# PROBLEMA CURTO 1
Segundo o trecho, o que José Gilson Lopes Franco diz que é ser professor atualmente?
# PROBLEMA CURTO 2
Colete todas as linhas dos dados que contêm a palavra "below".

Carlos Henrique Patrício
Magé – RJ
Embaixador Vivescer
“É muito comum, na época do conselho de classe, ver professores definindo o futuro de um aluno com base em estereótipos e vieses inconscientes. Tenho trazido o olhar para os currículos ou matrizes de competências. Caso algum professor traga para a pauta que um dos alunos deve ser reprovado, busco investigar quais habilidades não foram desenvolvidas, qual foi o delta de desenvolvimento do aluno em questão e, por fim, desafio o professor a dizer o que devemos fazer para recuperar o aprendizado desse aluno caso ele de fato seja reprovado. Não é um trabalho fácil, mas ajuda muito a sermos justos.”
Felipe Herszenhaut
São Luís – MA
Embaixador Vivescer
“Uma das estratégias que uso é estabelecer com a escola e seus atores uma relação de pertencimento, observando que o espaço de atuação docente pode – e deve – ser um lugar de crescimento pessoal e profissional, mas também um lugar onde podemos e devemos ser felizes. Quando ocorre essa boa relação de pertencimento, a docência ganha outros significados que iluminam a prática do professor, agregando muito mais felicidade e diminuindo o adoecimento entre os nossos professores.”
José Gilson Lopes Franco
Fortaleza – CE
Embaixador Vivescer
“O que eu gostaria muito é que a sociedade tomasse conhecimento dos bastidores da profissão que só nós, professores, sabemos. Às vezes, ficamos desestimulados de seguir a carreira, mas o gosto pelo o que fazemos é mais forte e continuamos em busca de respeito, reconhecimento e justiça social para nossa classe. Acredito que falta na nossa profissão o reconhecimento local que, para mim, supera qualquer prêmio. Fazemos tanto pela educação local e muitas vezes o que recebemos é a indiferença. Ser professor, atualmente, é resistência.”
José Souza dos Santos
Paripiranga – BA
Embaixador Vivescer
“Eu procuro avaliar as habilidades dos alunos que estiveram ausentes muitas vezes da sala de aula. Faço atividades para ver se têm condições e maturidade e se as habilidades foram alcançadas para que possam assumir uma nova série. Para isso, seleciono aqueles alunos que tiveram maior índice de faltas e procuro fazer reuniões com os responsáveis, para que possam ter uma frequência mais positiva. A partir daí, crio uma estratégia para atender esse aluno individualmente, para que em menos tempo possível ele possa desenvolver as habilidades que ainda não desenvolveu, analisando caso a caso quem consegue ser promovido para o próximo ano. A reprovação fica em último caso.”

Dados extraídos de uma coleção

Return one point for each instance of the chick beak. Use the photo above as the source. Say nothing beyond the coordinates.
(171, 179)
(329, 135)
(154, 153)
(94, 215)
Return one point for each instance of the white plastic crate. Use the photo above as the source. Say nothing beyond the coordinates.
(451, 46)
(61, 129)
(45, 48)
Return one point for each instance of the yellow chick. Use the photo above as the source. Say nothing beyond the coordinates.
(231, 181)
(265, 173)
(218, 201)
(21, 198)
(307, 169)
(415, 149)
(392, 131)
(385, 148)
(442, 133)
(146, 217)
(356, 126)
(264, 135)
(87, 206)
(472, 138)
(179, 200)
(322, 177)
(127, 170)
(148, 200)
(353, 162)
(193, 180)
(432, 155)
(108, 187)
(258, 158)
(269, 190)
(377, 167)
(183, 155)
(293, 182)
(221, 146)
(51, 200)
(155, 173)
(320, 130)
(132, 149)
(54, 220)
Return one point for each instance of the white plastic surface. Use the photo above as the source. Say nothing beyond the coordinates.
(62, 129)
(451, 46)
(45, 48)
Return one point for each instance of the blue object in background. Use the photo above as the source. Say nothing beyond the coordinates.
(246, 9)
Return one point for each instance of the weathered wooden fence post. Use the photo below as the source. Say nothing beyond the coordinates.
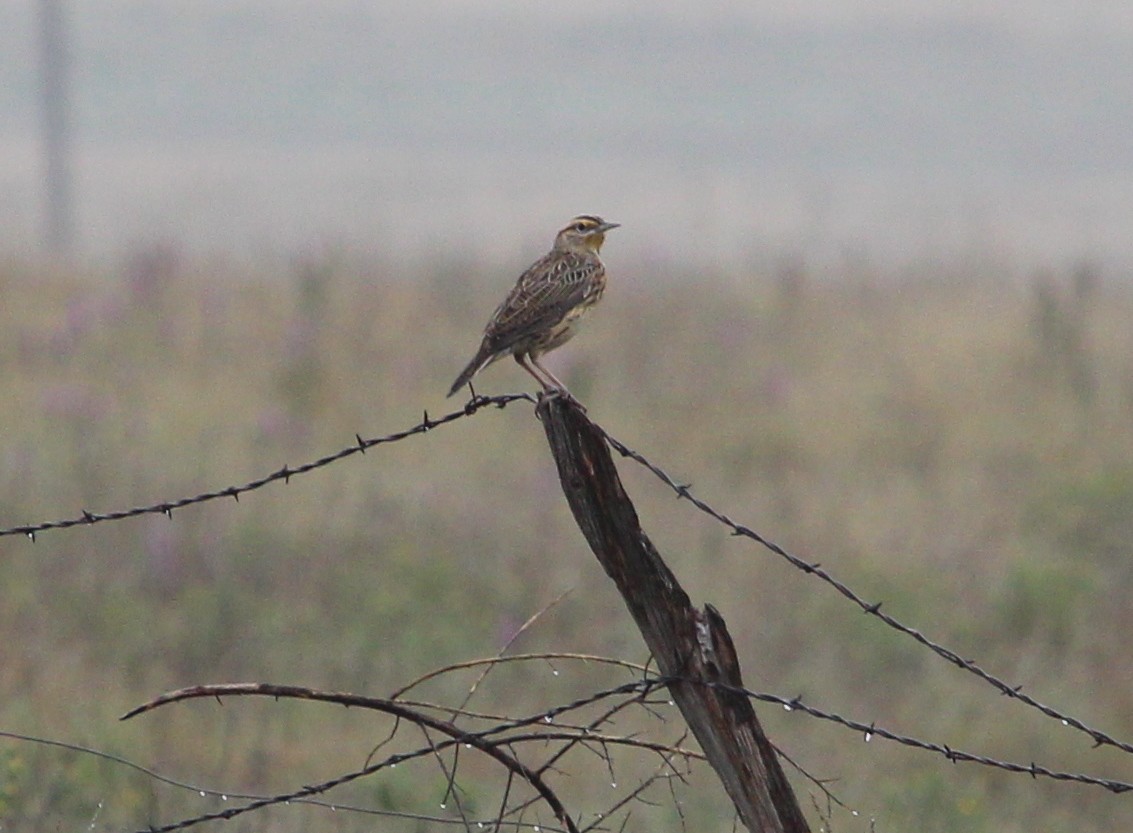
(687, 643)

...

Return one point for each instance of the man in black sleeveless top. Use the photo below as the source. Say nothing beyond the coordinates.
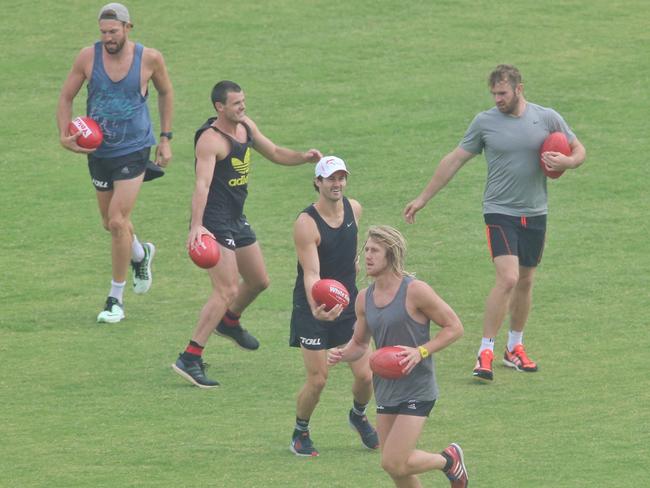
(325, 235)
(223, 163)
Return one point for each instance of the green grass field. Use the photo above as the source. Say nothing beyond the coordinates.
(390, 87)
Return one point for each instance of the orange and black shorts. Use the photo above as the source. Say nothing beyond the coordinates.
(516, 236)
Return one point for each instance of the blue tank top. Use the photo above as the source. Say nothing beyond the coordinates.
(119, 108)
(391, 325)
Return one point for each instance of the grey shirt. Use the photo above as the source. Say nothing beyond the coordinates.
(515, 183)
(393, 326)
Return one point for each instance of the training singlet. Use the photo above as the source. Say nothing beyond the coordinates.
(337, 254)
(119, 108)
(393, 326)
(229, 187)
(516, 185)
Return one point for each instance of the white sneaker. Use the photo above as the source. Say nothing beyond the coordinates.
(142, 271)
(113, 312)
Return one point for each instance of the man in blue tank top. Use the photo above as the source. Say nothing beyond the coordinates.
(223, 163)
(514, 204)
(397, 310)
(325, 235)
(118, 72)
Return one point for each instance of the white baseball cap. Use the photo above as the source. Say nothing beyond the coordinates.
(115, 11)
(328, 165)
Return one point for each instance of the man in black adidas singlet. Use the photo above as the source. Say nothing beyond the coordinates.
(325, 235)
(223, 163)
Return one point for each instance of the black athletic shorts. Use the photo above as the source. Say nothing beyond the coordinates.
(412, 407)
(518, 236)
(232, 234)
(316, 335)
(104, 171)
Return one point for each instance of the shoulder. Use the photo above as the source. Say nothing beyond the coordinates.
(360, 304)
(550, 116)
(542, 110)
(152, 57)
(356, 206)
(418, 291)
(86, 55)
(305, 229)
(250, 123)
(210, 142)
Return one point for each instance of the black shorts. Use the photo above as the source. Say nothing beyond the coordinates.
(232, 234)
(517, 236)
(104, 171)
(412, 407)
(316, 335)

# SOLUÇÃO DA TAREFA 1
Ser professor, atualmente, é resistência.

# SOLUÇÃO DA TAREFA 2
Return one point for each instance of the weathered wooden fence post. Use the photo below as the source. Say nothing beyond the coordinates.
Return one point for each instance of the man in black sleeveless top. Use the photo below as the source. Say nothing beyond the coordinates.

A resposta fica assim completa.